(Stored items from a collection)
----

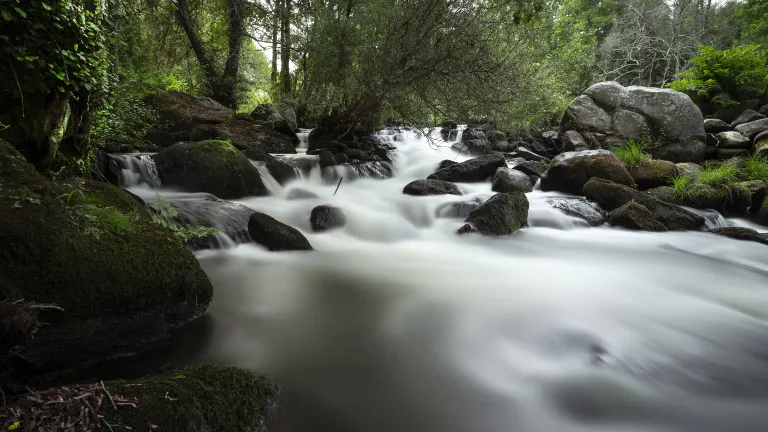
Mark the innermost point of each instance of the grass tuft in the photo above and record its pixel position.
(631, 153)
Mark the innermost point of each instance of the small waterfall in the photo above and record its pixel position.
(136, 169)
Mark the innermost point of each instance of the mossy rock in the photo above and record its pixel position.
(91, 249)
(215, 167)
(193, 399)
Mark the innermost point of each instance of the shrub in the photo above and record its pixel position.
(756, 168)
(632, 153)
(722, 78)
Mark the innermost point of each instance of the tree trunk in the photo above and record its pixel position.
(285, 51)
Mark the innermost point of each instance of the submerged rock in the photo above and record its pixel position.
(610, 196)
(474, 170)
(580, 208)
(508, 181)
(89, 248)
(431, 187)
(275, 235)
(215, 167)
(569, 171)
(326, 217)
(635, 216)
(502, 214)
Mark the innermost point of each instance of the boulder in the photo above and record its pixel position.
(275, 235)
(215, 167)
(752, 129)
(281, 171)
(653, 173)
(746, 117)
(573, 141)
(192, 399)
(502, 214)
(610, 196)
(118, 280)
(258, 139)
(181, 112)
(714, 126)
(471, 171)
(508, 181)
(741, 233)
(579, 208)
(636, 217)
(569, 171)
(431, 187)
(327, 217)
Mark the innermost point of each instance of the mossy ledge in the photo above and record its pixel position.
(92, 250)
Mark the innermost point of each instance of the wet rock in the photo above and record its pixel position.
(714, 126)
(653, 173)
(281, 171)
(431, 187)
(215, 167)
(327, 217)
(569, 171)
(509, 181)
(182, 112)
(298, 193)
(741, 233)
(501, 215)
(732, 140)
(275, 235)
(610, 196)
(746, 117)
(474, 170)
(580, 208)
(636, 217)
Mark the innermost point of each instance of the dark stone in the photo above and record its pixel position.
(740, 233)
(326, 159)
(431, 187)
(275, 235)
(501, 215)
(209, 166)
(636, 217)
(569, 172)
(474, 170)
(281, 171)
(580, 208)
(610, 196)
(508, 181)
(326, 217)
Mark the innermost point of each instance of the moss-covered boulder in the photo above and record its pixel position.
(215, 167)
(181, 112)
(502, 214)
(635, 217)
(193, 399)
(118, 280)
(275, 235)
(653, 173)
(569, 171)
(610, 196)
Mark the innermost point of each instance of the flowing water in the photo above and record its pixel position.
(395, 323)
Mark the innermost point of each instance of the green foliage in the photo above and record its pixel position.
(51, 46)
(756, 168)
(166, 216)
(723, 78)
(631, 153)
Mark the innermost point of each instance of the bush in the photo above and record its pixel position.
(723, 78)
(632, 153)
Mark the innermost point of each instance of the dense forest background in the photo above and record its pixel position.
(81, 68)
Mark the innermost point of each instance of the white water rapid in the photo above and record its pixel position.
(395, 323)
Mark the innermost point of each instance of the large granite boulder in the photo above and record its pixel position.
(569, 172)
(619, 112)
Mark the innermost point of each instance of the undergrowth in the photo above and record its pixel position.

----

Give the records again without a single change, and exclude the pictures.

Response
Mark the innermost point of each instance of the grass tuft in the photo above and record its pixel position.
(631, 153)
Mark the innermost point of each instance of the small waterfall in the photo above and record its pixel position.
(136, 169)
Mark the innermost point of each instance of the mossy rock in the photo above and record its pixel position.
(91, 249)
(215, 167)
(193, 399)
Mark the innermost point of each instance of the shrub in the photo above and record its pixel position.
(756, 168)
(632, 153)
(722, 78)
Mark the innermost point of each instance of the tree trunk in the photo above and record its pixel position.
(285, 51)
Mark the innermost point of each instance of the submerged rock in the photo above and record its pixel position.
(610, 196)
(474, 170)
(580, 208)
(508, 181)
(89, 248)
(431, 187)
(275, 235)
(215, 167)
(569, 171)
(326, 217)
(635, 216)
(502, 214)
Mark the innermost point of each instance of the boulder in the photo above and record its pixel position.
(275, 235)
(215, 167)
(752, 129)
(281, 171)
(653, 173)
(746, 117)
(573, 141)
(192, 399)
(502, 214)
(610, 196)
(118, 280)
(258, 139)
(181, 112)
(714, 126)
(471, 171)
(508, 181)
(741, 233)
(579, 208)
(636, 217)
(569, 171)
(431, 187)
(327, 217)
Mark the innermost point of each instance of the mossy ledge in the photo above and record its pixel position.
(92, 250)
Mark the innermost point of each instance of the wet rock in the photo above and record its pixel position.
(714, 126)
(653, 173)
(281, 171)
(431, 187)
(215, 167)
(327, 217)
(569, 171)
(509, 181)
(182, 112)
(298, 193)
(741, 233)
(501, 215)
(732, 140)
(275, 235)
(610, 196)
(746, 117)
(474, 170)
(580, 208)
(636, 217)
Mark the innermost point of each instance of the dark stone in the photo above and record its pixel position.
(740, 233)
(326, 159)
(431, 187)
(275, 235)
(501, 215)
(209, 166)
(636, 217)
(569, 172)
(474, 170)
(281, 171)
(580, 208)
(610, 196)
(508, 181)
(326, 217)
Mark the innermost point of each instance of the moss-covered boulder in the photo above and record its pixel position.
(215, 167)
(181, 112)
(502, 214)
(635, 217)
(193, 399)
(118, 280)
(275, 235)
(653, 173)
(569, 171)
(610, 196)
Mark the innermost point of each instance of the flowing water in the photo above and record its pixel position.
(395, 323)
Mark the innermost point of each instance of the green foliage in the photo above and record its pixel position.
(51, 46)
(756, 168)
(166, 216)
(723, 78)
(631, 153)
Mark the innermost point of each instance of the bush in the photo above and record its pixel position.
(723, 78)
(632, 153)
Mark the innermost point of each instance of the dense forest background in the photo above and record its pixel position.
(81, 68)
Mark the innermost point of each instance of the white water rapid in the photo above and record its pixel position.
(395, 323)
Mark the innermost point of each instance of the large granite boulder in the photo above and record its pixel position.
(569, 172)
(619, 112)
Mark the innermost point of each instance of the undergrowth in the photo above and record its pixel position.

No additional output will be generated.